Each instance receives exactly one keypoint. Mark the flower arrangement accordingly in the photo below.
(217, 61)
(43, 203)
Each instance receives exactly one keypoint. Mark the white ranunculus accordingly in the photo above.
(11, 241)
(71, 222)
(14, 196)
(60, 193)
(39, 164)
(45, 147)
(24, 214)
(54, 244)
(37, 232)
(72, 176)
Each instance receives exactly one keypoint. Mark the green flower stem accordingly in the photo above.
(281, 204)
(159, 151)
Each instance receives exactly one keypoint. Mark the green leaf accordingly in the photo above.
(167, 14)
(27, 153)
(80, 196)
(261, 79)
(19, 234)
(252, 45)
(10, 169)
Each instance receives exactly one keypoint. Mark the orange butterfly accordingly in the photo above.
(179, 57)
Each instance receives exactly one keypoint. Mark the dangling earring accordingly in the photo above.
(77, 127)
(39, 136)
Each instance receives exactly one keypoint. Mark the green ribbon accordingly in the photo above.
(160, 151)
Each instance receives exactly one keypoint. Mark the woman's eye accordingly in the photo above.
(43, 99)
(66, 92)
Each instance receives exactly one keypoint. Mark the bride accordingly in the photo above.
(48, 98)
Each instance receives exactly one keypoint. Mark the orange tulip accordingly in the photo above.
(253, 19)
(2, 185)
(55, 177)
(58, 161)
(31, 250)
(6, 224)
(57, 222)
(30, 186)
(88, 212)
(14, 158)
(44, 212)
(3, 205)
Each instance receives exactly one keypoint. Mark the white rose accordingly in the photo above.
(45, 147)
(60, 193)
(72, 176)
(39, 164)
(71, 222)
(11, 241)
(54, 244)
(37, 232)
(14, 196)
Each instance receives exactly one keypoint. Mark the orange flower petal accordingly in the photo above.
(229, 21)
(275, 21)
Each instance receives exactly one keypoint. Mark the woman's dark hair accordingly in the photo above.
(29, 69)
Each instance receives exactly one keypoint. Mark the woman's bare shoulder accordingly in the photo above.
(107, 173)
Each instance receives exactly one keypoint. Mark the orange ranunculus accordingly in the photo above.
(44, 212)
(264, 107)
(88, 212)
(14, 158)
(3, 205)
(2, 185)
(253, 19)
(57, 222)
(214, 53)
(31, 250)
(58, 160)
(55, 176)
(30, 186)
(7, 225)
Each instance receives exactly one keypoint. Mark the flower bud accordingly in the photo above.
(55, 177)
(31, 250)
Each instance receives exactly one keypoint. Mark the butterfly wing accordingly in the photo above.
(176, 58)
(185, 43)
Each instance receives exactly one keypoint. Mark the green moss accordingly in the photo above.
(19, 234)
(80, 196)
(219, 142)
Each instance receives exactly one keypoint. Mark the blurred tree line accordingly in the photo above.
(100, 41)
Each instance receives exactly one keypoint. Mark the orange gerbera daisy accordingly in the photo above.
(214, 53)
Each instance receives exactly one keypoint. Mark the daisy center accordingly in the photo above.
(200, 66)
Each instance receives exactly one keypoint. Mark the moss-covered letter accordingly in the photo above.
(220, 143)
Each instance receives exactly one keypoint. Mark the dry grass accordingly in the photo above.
- - -
ASSIGNMENT -
Give the entries again exactly, every one.

WRITTEN ANSWER -
Each instance receives exactly one keypoint. Mark the flower arrangement accordingly in the photo below.
(217, 61)
(43, 203)
Each instance receives exactly one keypoint. Mark the white ranunculus accordingly in the photo above.
(11, 241)
(71, 222)
(14, 196)
(60, 193)
(39, 164)
(45, 147)
(24, 214)
(54, 244)
(37, 232)
(72, 176)
Each instance receives exactly one keypoint. Mark the green flower stem accordingly in the photo above.
(281, 204)
(159, 151)
Each instance receives exactly one keypoint. Mark the green leaf accordingly in the photo above.
(167, 14)
(27, 153)
(80, 196)
(261, 79)
(19, 234)
(252, 45)
(10, 169)
Each instance receives exactly one keypoint. Mark the orange butterfly accordingly in the photo above.
(179, 57)
Each instance receives exactly one keypoint. Mark the dangling earring accordingly in the photo above.
(77, 127)
(39, 136)
Each instance receives exactly one keypoint. Mark the green ribbon accordingly in the photo above.
(160, 151)
Each instance receives exactly one keypoint. Mark the woman's eye accordingly in the photo above.
(43, 99)
(66, 92)
Each instance receives exactly one keypoint. Mark the bride accordingly in the photo above.
(48, 98)
Each instance receives exactly one keypoint. Mark the orange tulip accordingly in the photo above.
(253, 19)
(2, 185)
(55, 177)
(58, 161)
(31, 250)
(6, 224)
(57, 222)
(30, 186)
(88, 212)
(14, 158)
(44, 212)
(3, 205)
Each instance receives exactly one keypoint. Mark the white rose accordingly in the photo above.
(45, 147)
(60, 193)
(72, 176)
(39, 164)
(71, 222)
(11, 241)
(54, 244)
(37, 232)
(14, 196)
Each instance receives exactly one keypoint. Mark the orange flower petal accordingly in the photo above.
(229, 21)
(275, 21)
Each instance receives exactly one keypoint. Mark the woman's dark hair accordingly in the photo above.
(29, 69)
Each instance receives exactly one keypoint. Mark the woman's bare shoulder accordingly in the photo above.
(107, 173)
Each instance receives exactly one keypoint. Mark the orange ranunculus accordingly in the photo above.
(44, 212)
(264, 107)
(88, 212)
(14, 158)
(3, 205)
(2, 185)
(253, 19)
(57, 222)
(214, 53)
(31, 250)
(58, 160)
(55, 176)
(30, 186)
(7, 225)
Each instance receives exactly one keypoint. Mark the flower bud accordingly in the photo above.
(55, 177)
(31, 250)
Each instance receives exactly one keypoint. Mark the butterfly wing accordingly in the photo above.
(176, 58)
(185, 43)
Each instance receives exactly one keypoint. Mark the green moss accordingly in the photo above.
(19, 234)
(80, 196)
(219, 142)
Each instance receives exactly one keypoint. Mark the blurred tree line accordingly in the photo above.
(100, 41)
Each instance receives exactly one keypoint. Mark the orange gerbera daisy accordingly in the photo above.
(214, 53)
Each instance receives exactly one keypoint. Mark the daisy center accordingly in the photo above.
(200, 66)
Each instance receives exactly one keypoint. Mark the moss-covered letter accordingly in the photo above.
(220, 143)
Each instance receives exactly one keypoint. Mark the dry grass accordingly in the photo above.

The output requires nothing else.